Written problem
Return the lines of the records word for word, starting at the line that contains "of the adjacent" and ending at the end of the records. Omit the pictures.

[Begin Listing]

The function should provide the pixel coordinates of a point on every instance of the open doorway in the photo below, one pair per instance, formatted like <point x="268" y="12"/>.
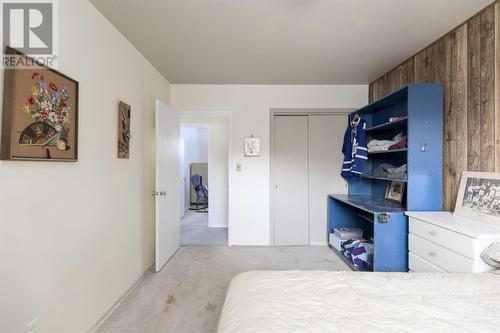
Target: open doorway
<point x="204" y="180"/>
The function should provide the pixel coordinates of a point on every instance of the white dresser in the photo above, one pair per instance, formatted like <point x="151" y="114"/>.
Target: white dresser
<point x="444" y="242"/>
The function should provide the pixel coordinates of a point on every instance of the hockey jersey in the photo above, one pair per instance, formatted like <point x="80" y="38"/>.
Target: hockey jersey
<point x="355" y="151"/>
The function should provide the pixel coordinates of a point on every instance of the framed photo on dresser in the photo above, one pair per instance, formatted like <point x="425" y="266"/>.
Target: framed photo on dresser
<point x="479" y="196"/>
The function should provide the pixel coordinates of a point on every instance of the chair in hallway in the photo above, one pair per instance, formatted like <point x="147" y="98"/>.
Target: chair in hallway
<point x="201" y="194"/>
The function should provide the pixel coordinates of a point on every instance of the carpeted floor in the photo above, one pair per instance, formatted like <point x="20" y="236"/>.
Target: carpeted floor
<point x="195" y="231"/>
<point x="188" y="294"/>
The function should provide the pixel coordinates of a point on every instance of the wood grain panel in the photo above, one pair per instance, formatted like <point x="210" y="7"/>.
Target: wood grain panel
<point x="497" y="87"/>
<point x="458" y="159"/>
<point x="487" y="97"/>
<point x="467" y="62"/>
<point x="447" y="65"/>
<point x="474" y="95"/>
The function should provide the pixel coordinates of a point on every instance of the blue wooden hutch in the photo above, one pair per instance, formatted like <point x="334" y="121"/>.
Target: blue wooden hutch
<point x="421" y="106"/>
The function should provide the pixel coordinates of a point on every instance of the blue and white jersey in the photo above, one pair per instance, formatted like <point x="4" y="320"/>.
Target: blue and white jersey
<point x="355" y="151"/>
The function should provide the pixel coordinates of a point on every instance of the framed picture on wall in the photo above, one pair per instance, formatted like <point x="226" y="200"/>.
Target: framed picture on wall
<point x="40" y="114"/>
<point x="479" y="196"/>
<point x="252" y="147"/>
<point x="395" y="191"/>
<point x="123" y="130"/>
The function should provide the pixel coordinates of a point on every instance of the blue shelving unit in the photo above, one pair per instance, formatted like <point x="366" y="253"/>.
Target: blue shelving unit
<point x="365" y="207"/>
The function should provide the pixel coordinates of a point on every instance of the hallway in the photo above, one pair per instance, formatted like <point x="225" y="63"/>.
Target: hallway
<point x="195" y="231"/>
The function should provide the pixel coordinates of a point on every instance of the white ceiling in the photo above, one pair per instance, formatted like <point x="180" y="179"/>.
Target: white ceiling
<point x="282" y="41"/>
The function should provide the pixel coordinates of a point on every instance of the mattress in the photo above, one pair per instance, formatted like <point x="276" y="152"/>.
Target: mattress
<point x="315" y="301"/>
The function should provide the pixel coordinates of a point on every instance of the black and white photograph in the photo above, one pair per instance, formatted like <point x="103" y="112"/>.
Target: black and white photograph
<point x="479" y="196"/>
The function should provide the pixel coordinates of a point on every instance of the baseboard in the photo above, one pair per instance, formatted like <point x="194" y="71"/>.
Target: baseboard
<point x="318" y="243"/>
<point x="218" y="226"/>
<point x="96" y="326"/>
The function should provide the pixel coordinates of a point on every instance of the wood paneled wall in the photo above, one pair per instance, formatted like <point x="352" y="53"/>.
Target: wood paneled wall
<point x="467" y="62"/>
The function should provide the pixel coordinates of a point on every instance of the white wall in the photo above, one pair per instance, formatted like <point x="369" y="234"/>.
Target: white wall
<point x="249" y="107"/>
<point x="75" y="236"/>
<point x="218" y="164"/>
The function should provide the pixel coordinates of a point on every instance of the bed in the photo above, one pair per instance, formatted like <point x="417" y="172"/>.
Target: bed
<point x="316" y="301"/>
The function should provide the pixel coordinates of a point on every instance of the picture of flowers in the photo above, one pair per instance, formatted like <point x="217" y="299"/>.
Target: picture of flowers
<point x="40" y="115"/>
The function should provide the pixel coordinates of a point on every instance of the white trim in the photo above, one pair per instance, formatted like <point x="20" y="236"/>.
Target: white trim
<point x="108" y="313"/>
<point x="213" y="114"/>
<point x="216" y="226"/>
<point x="293" y="112"/>
<point x="318" y="244"/>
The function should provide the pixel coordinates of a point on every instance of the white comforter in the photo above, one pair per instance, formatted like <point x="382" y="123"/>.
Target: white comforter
<point x="308" y="301"/>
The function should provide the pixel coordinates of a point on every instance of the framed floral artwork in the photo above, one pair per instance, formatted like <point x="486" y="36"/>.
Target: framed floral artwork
<point x="40" y="114"/>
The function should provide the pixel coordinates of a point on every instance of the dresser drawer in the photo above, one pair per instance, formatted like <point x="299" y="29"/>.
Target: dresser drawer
<point x="454" y="241"/>
<point x="419" y="265"/>
<point x="444" y="258"/>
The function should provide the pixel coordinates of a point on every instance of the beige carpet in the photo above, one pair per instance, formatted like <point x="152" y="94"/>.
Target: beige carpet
<point x="188" y="294"/>
<point x="195" y="231"/>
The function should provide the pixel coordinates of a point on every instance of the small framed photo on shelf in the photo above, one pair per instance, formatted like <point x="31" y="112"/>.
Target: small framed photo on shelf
<point x="395" y="191"/>
<point x="252" y="147"/>
<point x="479" y="196"/>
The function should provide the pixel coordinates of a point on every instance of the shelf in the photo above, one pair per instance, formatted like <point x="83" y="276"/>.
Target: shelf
<point x="403" y="122"/>
<point x="350" y="264"/>
<point x="386" y="179"/>
<point x="388" y="151"/>
<point x="369" y="203"/>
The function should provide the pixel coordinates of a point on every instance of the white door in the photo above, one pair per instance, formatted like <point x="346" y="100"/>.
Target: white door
<point x="290" y="206"/>
<point x="325" y="162"/>
<point x="167" y="178"/>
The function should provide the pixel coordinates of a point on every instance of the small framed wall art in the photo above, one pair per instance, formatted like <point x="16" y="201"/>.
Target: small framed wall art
<point x="40" y="114"/>
<point x="123" y="130"/>
<point x="252" y="147"/>
<point x="479" y="196"/>
<point x="395" y="191"/>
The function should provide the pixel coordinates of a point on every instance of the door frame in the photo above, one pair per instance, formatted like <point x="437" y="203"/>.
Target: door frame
<point x="228" y="115"/>
<point x="209" y="152"/>
<point x="292" y="112"/>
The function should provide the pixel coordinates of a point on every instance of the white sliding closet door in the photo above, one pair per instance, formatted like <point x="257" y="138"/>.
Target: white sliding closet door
<point x="290" y="162"/>
<point x="325" y="162"/>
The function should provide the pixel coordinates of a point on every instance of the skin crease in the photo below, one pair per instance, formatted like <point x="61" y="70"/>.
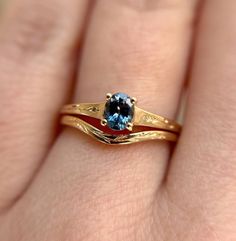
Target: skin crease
<point x="61" y="185"/>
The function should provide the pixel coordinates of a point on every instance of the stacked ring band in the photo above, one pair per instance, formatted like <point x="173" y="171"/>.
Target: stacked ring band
<point x="120" y="113"/>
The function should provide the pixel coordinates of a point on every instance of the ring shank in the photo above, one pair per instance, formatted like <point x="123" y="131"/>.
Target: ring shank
<point x="117" y="140"/>
<point x="141" y="117"/>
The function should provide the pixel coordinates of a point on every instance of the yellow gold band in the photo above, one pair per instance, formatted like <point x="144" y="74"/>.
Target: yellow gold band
<point x="120" y="114"/>
<point x="141" y="117"/>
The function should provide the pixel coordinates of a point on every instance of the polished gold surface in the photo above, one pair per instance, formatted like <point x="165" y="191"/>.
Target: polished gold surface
<point x="99" y="135"/>
<point x="141" y="117"/>
<point x="154" y="127"/>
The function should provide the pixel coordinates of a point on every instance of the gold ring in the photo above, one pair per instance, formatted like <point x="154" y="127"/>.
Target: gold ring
<point x="121" y="120"/>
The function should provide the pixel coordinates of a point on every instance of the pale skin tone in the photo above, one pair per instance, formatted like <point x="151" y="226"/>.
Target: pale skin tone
<point x="60" y="185"/>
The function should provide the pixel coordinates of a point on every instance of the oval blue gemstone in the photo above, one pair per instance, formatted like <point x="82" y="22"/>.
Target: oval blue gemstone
<point x="119" y="110"/>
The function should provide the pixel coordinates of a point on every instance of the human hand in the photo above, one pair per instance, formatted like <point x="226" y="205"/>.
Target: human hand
<point x="60" y="185"/>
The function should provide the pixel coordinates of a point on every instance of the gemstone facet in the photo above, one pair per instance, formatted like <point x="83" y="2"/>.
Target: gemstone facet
<point x="119" y="111"/>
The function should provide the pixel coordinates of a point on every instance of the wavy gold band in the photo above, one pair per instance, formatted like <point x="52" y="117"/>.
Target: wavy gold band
<point x="141" y="117"/>
<point x="112" y="139"/>
<point x="119" y="113"/>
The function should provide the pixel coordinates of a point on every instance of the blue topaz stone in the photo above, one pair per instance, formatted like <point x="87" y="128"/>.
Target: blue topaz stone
<point x="119" y="111"/>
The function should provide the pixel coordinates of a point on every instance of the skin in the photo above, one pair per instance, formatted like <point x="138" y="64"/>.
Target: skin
<point x="60" y="185"/>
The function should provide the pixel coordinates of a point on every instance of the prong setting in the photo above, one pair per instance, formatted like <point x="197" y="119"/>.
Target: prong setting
<point x="103" y="122"/>
<point x="129" y="126"/>
<point x="108" y="96"/>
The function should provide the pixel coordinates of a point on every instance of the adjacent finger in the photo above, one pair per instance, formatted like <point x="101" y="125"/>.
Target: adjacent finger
<point x="38" y="42"/>
<point x="204" y="164"/>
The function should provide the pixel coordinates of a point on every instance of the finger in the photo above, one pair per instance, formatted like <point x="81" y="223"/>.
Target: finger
<point x="204" y="164"/>
<point x="141" y="50"/>
<point x="38" y="40"/>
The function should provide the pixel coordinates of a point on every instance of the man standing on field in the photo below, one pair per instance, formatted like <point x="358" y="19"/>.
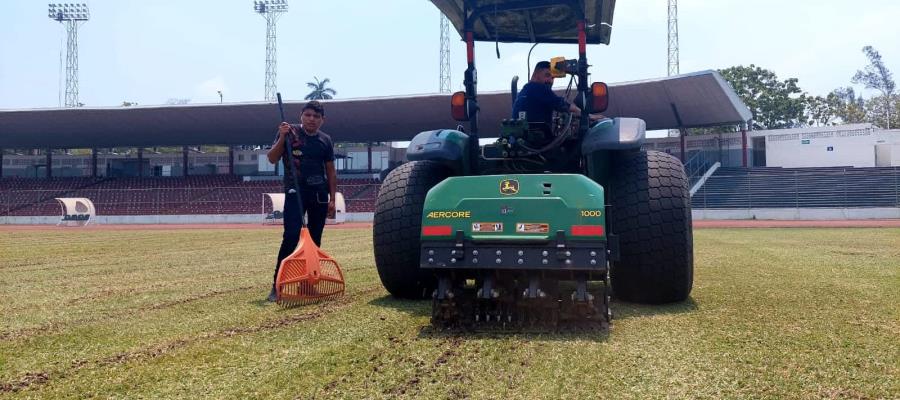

[End Listing]

Completed task
The function should provide the pixel coordinates of a point on every instance of the adjacent finger in the photo above, one pair per instance, formatted like <point x="101" y="125"/>.
Target: adjacent finger
<point x="38" y="42"/>
<point x="204" y="164"/>
The function should provide the pixel coordinates of a point on every instance of the finger in the photo above, one pair per instance, formatted like <point x="81" y="223"/>.
Target: finger
<point x="204" y="164"/>
<point x="141" y="50"/>
<point x="38" y="40"/>
The function should provide the pixel coordinates of a point on every instance of the man standing on field in the photo below, one pair per instance, formatted like <point x="358" y="19"/>.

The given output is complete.